OBJECTIVE:
Identify every line in the entries below that contains the word "report", and copy each of those lines.

EXERCISE INPUTS:
.....

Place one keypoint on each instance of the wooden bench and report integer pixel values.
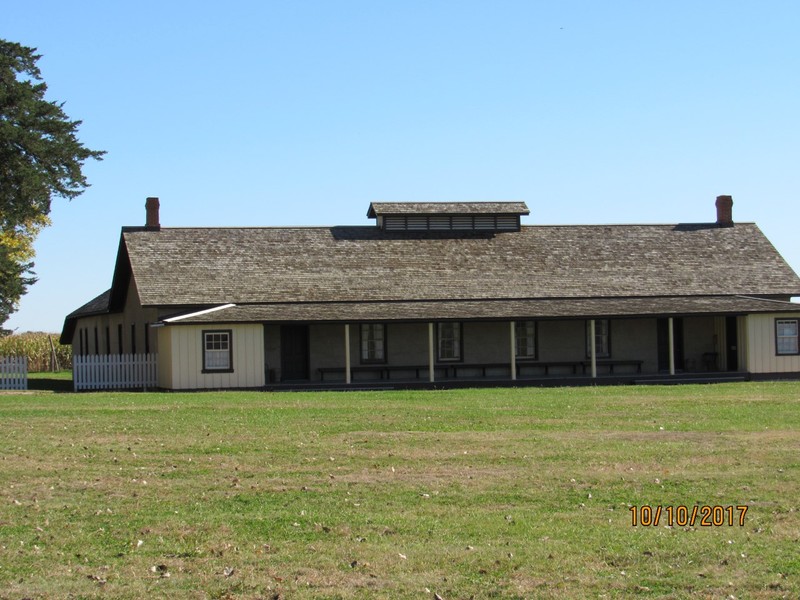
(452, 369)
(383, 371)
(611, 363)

.....

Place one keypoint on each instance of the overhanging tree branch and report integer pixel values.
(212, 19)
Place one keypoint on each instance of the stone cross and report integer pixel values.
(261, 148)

.....

COMPLETED TASK:
Place one keypoint on each instance of the wooden bench and report integer pixel values.
Place one keypoint on each instance of the overhanging tree branch and report integer pixel values.
Place one keypoint on each instance of the stone cross and report integer pixel values.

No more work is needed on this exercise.